PASSAGE SHOWN:

----

Said McCarey, “I had just lost my father, and we were real good friends. I admired him so much.” McCarey spent almost a year making Make Way for Tomorrow. He worked for greatly reduced salary, refused any stars, and stayed deaf to the constant pleas from Paramount chief Adolph Zukor for a happier ending. Inevitably, the movie got admiring reviews and was a box-office disaster. Paramount let McCarey go, and he went to Columbia and made one of the decade's top grossers, a screwball comedy, The Awful Truth, which won McCarey an Oscar and more or less invented Cary Grant. Still, Make Way for Tomorrow was always McCarey's favorite of his films.

Beulah Bondi (1889–1981) made a career of playing older women. She was forty-eight at the time of Make Way for Tomorrow, and had made her Broadway debut at thirty-seven, playing a seventy-nine-year-old. She was nominated for two Oscars, for The Gorgeous Hussy (1936) and Of Human Hearts (1938), and won an Emmy for The Waltons in 1977. Typical of her dedication, when John Ford told her she had a role in The Grapes of Wrath (1940), she bought old clothes and lived for weeks in an Okie camp, and was still there when she learned that a Fox contract player, Jane Darwell, had been given the part to save money.

----

INFORMATION PROVIDED:
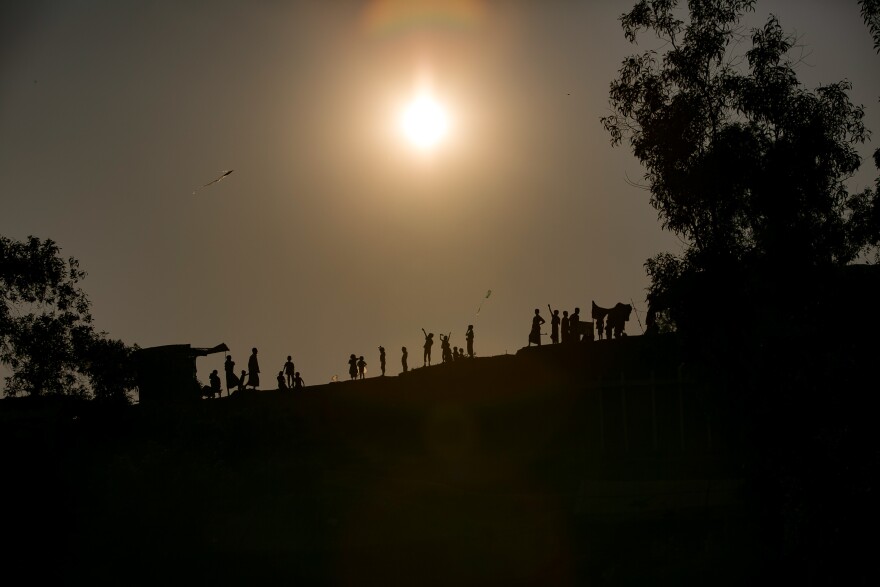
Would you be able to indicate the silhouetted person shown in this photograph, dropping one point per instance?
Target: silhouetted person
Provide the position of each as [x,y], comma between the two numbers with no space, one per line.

----

EXERCISE DIRECTIONS:
Please carry on the passage above about Make Way for Tomorrow and Beulah Bondi, starting right after its final sentence.

IN RESPONSE:
Victor Moore (1876–1962) appeared in thirty-five comedy shorts in the teens, then in dozens of talkies, often musicals, as a timid sidekick. Critics thought he had been cast against type with Make Way, but then so had McCarey, whose métier had hitherto been slapstick and screwball. The Victor Moore Arcade bus terminal in Queens, New York, is named for him.

Fay Bainter (1893–1968) made her stage debut at five. She won an Oscar for Jezebel (1938) and was nominated for White Banners (1938) and The Children's Hour (1961).

Scenarist Viña Delmar (1903–90) was nominated for an Oscar for The Awful Truth.

Josephine Lawrence (1889–1978) wrote thirty-three novels and some one hundred children's books, and for nearly thirty years edited a question-and-answer column in the Newark Sunday Call, where the most insistent question in her mail was “Must I support my father and mother?”